TEXTO PROPUESTO:
--------
Este Bilbao rebosante de actividad, progreso y contrastes confinado entre la Ría y las laderas de los montes, era en cambio para sus habitantes un espacio constreñido. Y sentían por ello el campo circundante como su escape natural, bien orillando la ría hasta los Caños o en sentido contrario por el Campo de Volantín hasta La Salve; cruzando los puentes hacia las vegas de Abando o sencillamente subiendo a Begoña por las Calzadas, Zabalbide y caminos y estradas de nombre perdido para llegar al alto de Artagan donde se encontraba la Amatxu y a cuyas faldas el Botxo crecía y se expandía.

Por ello el bilbaino de entonces, que no la bilbaina confinada a un espacio aún más reducido que el urbano, el doméstico, recibía el apelativo de chimbo y chacolinero, al ser estos, según el lexicón de Arriaga, sus principales aficiones campestres.
--------
DATOS PROPORCIONADOS:
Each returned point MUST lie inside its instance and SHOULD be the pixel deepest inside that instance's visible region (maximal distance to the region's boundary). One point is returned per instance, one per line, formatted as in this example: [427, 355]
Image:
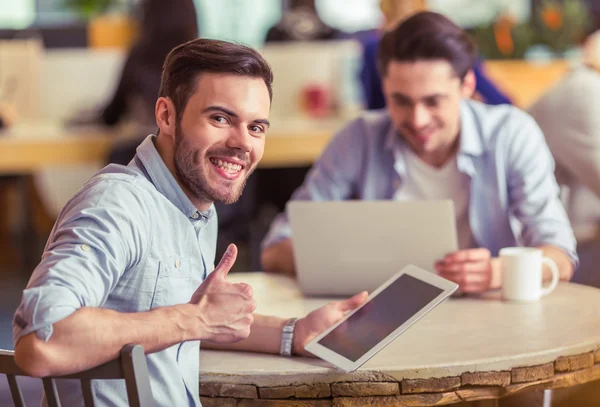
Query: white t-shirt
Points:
[426, 182]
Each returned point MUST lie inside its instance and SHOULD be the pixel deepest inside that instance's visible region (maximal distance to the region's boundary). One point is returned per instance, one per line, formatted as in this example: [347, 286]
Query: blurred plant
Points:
[91, 8]
[504, 38]
[562, 24]
[558, 24]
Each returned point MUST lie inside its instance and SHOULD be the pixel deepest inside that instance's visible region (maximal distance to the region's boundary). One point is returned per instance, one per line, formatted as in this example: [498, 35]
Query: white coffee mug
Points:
[522, 274]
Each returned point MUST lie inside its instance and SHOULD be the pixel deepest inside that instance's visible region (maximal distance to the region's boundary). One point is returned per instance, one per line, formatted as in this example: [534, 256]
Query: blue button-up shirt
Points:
[514, 197]
[131, 241]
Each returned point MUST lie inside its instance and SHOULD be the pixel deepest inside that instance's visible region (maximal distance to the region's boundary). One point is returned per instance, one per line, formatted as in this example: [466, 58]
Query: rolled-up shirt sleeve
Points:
[333, 177]
[534, 192]
[99, 234]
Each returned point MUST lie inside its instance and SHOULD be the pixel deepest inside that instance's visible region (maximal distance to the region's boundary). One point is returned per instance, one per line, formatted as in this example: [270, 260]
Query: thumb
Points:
[354, 301]
[227, 261]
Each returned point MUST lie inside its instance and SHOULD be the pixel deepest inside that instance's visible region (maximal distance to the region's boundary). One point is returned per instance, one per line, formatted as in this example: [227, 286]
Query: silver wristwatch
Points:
[287, 337]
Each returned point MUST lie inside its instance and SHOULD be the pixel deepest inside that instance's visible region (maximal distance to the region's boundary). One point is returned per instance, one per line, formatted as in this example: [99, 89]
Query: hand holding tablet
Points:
[390, 310]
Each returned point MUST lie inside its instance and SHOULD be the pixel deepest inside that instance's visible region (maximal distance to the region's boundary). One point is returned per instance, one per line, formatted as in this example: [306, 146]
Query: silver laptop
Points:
[344, 247]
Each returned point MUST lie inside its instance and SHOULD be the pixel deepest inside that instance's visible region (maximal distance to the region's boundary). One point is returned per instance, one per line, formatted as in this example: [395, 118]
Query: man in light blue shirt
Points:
[130, 258]
[433, 142]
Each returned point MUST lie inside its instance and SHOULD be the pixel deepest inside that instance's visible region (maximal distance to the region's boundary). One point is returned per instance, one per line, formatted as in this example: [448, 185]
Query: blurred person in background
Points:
[434, 142]
[301, 22]
[163, 26]
[569, 117]
[394, 11]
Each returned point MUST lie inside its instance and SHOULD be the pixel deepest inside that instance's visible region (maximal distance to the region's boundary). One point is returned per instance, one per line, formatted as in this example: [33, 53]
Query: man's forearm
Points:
[279, 258]
[265, 337]
[92, 336]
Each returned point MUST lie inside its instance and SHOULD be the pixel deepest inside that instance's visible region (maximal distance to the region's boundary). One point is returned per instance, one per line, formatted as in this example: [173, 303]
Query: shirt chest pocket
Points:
[173, 283]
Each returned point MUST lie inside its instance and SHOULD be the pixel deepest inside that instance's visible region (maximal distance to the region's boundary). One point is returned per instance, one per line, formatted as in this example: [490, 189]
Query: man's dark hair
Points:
[427, 36]
[187, 61]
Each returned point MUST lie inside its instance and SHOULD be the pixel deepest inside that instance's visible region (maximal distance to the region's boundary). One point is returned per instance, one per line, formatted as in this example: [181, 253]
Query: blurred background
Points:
[78, 81]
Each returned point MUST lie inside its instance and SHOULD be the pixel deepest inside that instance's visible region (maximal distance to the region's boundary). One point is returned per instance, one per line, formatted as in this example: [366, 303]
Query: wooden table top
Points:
[30, 147]
[463, 342]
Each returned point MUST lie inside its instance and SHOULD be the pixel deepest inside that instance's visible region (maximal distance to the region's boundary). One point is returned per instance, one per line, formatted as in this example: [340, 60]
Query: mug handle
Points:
[555, 276]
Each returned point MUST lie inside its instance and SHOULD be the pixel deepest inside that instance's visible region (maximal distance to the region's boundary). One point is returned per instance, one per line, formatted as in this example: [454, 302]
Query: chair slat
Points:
[8, 364]
[89, 397]
[137, 380]
[131, 366]
[51, 392]
[15, 391]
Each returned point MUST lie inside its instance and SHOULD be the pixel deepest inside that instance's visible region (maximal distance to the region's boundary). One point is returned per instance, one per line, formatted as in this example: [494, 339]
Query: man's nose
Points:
[420, 117]
[240, 139]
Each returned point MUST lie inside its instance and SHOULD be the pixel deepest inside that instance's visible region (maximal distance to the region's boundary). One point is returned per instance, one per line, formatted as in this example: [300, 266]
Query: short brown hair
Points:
[187, 61]
[427, 36]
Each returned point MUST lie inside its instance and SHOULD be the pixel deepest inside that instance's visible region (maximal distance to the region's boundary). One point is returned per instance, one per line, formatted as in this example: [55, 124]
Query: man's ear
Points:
[468, 84]
[166, 116]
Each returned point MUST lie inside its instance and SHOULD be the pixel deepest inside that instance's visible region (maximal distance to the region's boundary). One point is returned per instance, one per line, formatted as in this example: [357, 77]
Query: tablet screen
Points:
[381, 316]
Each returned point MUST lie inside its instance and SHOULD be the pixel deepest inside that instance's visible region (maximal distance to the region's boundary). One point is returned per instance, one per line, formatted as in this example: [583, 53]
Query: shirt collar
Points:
[165, 182]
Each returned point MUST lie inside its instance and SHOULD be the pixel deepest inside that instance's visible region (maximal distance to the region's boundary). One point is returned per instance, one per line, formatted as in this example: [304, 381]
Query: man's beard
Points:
[192, 174]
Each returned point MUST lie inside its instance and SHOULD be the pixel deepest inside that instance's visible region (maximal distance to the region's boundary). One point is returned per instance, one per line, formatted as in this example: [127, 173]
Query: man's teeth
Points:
[229, 167]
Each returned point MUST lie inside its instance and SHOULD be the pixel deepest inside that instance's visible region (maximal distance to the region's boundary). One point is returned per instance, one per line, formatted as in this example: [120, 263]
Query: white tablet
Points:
[390, 310]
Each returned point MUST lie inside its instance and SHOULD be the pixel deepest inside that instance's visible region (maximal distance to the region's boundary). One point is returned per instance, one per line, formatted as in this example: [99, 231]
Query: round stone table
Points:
[465, 349]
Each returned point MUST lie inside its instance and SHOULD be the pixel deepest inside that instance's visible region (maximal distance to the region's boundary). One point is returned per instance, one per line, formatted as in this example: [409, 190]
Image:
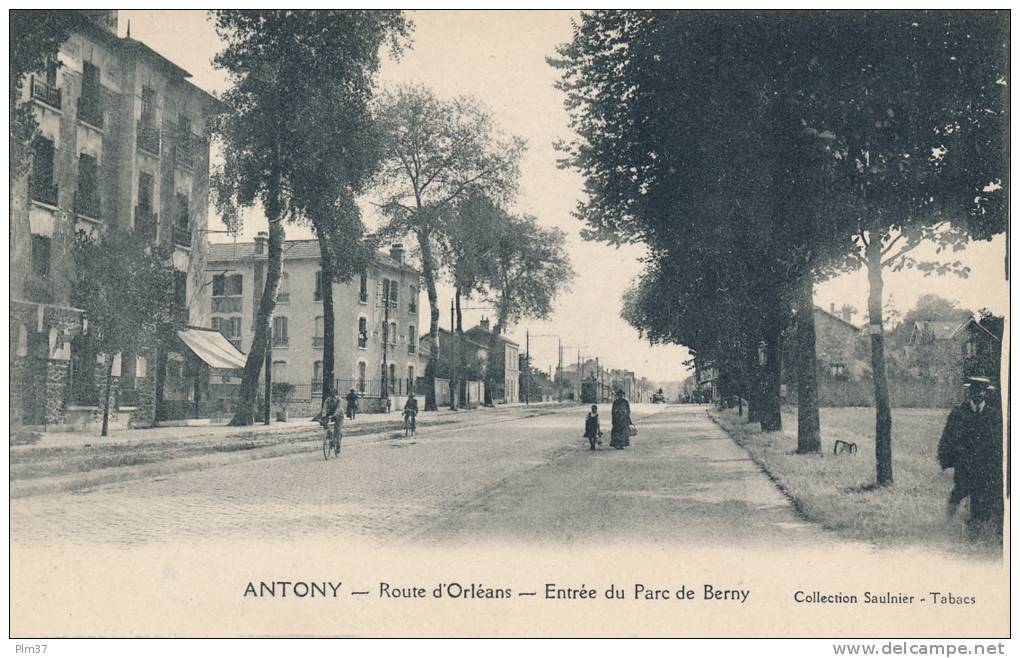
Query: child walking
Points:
[592, 429]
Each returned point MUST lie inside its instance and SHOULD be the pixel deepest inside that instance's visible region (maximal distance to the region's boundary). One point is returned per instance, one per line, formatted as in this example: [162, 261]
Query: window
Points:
[279, 332]
[148, 106]
[226, 285]
[90, 108]
[87, 196]
[362, 333]
[41, 256]
[41, 187]
[145, 193]
[180, 289]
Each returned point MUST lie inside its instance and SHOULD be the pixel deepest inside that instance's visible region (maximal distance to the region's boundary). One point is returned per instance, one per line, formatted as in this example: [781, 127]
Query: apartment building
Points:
[376, 319]
[122, 143]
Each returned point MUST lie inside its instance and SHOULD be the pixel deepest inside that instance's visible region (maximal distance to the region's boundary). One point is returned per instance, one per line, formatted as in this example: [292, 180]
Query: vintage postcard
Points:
[582, 323]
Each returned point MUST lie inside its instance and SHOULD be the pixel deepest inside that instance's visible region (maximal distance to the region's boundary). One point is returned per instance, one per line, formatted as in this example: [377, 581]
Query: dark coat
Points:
[972, 446]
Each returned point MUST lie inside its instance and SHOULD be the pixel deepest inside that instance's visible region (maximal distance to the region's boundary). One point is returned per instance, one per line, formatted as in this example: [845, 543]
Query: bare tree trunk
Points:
[883, 415]
[808, 424]
[106, 398]
[428, 273]
[244, 412]
[328, 319]
[770, 413]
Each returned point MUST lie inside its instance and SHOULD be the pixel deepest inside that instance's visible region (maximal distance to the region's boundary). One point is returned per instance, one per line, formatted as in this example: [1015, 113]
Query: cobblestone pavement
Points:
[527, 478]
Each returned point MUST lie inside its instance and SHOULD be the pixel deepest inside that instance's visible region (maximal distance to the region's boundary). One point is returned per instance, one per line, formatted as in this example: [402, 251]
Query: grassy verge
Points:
[836, 491]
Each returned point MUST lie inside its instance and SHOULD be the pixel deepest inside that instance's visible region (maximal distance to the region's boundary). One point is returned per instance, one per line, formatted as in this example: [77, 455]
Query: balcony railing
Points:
[148, 137]
[90, 110]
[87, 205]
[182, 236]
[43, 191]
[145, 222]
[184, 153]
[46, 93]
[226, 304]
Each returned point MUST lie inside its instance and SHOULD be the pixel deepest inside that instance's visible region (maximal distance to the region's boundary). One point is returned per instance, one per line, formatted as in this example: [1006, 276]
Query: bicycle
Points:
[332, 439]
[409, 423]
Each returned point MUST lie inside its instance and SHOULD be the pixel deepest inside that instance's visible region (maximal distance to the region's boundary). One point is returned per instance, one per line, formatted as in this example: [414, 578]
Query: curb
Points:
[78, 483]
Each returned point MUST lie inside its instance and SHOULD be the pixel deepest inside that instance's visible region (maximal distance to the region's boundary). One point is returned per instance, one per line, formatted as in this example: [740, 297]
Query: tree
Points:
[125, 287]
[286, 64]
[913, 120]
[36, 36]
[437, 153]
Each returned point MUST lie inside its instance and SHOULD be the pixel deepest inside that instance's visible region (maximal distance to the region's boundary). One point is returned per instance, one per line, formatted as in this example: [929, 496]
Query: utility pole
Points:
[559, 370]
[386, 340]
[527, 366]
[268, 377]
[453, 363]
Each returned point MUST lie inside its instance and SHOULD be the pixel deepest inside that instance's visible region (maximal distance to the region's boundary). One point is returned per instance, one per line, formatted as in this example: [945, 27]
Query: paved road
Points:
[528, 479]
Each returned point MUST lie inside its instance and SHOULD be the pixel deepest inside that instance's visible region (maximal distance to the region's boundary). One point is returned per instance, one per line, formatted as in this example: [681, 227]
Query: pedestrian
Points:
[972, 446]
[352, 404]
[593, 432]
[620, 436]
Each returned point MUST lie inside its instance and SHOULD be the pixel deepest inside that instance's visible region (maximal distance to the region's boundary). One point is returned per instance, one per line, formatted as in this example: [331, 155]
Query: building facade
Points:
[376, 319]
[122, 143]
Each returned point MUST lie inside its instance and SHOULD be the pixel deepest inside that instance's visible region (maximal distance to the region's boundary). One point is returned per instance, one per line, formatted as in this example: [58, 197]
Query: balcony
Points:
[148, 137]
[145, 222]
[87, 205]
[182, 236]
[184, 154]
[45, 93]
[43, 191]
[90, 110]
[226, 304]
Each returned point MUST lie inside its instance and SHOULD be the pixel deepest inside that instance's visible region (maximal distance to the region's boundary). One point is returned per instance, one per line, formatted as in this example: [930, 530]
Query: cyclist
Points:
[410, 412]
[352, 404]
[329, 411]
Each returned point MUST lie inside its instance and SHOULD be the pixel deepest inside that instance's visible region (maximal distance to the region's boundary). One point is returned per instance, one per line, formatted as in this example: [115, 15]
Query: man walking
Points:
[972, 446]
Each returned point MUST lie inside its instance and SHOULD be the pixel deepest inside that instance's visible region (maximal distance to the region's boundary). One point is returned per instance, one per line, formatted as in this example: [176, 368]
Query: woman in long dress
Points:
[621, 422]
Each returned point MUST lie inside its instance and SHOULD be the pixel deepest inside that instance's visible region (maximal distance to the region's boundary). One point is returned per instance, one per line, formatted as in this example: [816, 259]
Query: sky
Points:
[499, 57]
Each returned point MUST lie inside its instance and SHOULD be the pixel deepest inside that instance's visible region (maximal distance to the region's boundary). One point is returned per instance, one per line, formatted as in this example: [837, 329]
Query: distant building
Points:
[380, 304]
[121, 143]
[505, 363]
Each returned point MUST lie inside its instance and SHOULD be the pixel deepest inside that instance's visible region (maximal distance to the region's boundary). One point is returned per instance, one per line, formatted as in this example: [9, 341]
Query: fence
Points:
[903, 393]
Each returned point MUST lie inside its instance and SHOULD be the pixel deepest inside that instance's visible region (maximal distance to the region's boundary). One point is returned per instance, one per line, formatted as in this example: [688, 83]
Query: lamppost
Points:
[527, 360]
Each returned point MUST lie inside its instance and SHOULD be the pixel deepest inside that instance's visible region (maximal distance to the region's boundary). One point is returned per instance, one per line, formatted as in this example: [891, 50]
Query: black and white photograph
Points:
[510, 323]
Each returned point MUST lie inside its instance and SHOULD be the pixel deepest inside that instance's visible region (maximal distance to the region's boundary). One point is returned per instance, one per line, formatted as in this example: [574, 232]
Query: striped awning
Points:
[212, 348]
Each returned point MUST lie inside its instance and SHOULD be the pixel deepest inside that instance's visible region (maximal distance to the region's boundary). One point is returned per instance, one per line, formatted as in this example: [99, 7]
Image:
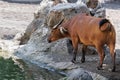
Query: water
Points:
[19, 70]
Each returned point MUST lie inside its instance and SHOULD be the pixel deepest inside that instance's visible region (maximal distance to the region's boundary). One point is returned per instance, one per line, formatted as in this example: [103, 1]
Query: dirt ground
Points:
[15, 17]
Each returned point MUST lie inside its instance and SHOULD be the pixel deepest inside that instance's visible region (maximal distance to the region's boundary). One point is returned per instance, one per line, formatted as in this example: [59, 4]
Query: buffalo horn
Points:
[58, 24]
[63, 30]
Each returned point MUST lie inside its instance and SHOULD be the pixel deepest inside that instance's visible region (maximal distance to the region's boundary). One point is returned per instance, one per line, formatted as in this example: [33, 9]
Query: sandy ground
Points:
[14, 18]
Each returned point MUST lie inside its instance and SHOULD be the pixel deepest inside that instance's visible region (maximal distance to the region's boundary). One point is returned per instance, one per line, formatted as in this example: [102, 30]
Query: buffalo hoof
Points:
[73, 61]
[82, 60]
[99, 68]
[113, 70]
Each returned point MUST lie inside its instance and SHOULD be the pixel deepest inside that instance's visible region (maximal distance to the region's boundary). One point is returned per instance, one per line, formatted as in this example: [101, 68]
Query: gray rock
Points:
[79, 74]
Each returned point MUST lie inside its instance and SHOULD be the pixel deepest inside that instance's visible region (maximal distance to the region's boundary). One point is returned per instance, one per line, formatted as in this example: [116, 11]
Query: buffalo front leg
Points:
[101, 55]
[75, 48]
[83, 53]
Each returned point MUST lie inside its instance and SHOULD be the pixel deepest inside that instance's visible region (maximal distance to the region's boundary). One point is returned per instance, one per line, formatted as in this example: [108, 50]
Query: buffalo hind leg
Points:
[101, 55]
[113, 55]
[75, 48]
[83, 53]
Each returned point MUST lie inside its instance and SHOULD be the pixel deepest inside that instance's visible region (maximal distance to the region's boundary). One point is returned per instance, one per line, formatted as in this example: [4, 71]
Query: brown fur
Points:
[86, 30]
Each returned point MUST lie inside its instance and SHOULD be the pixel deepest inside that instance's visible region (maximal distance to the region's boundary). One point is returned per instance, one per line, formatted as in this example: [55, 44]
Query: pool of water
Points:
[20, 70]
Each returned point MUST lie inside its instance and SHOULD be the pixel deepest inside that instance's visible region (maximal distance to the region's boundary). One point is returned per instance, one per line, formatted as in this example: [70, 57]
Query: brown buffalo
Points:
[89, 31]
--------
Transcribe sin cambios el fragmento del texto sobre Bilbao que abarca desde "Este Bilbao rebosante" hasta "principales aficiones campestres.". Los registros proceden de una fuente distinta a la del texto.

Este Bilbao rebosante de actividad, progreso y contrastes confinado entre la Ría y las laderas de los montes, era en cambio para sus habitantes un espacio constreñido. Y sentían por ello el campo circundante como su escape natural, bien orillando la ría hasta los Caños o en sentido contrario por el Campo de Volantín hasta La Salve; cruzando los puentes hacia las vegas de Abando o sencillamente subiendo a Begoña por las Calzadas, Zabalbide y caminos y estradas de nombre perdido para llegar al alto de Artagan donde se encontraba la Amatxu y a cuyas faldas el Botxo crecía y se expandía.

Por ello el bilbaino de entonces, que no la bilbaina confinada a un espacio aún más reducido que el urbano, el doméstico, recibía el apelativo de chimbo y chacolinero, al ser estos, según el lexicón de Arriaga, sus principales aficiones campestres.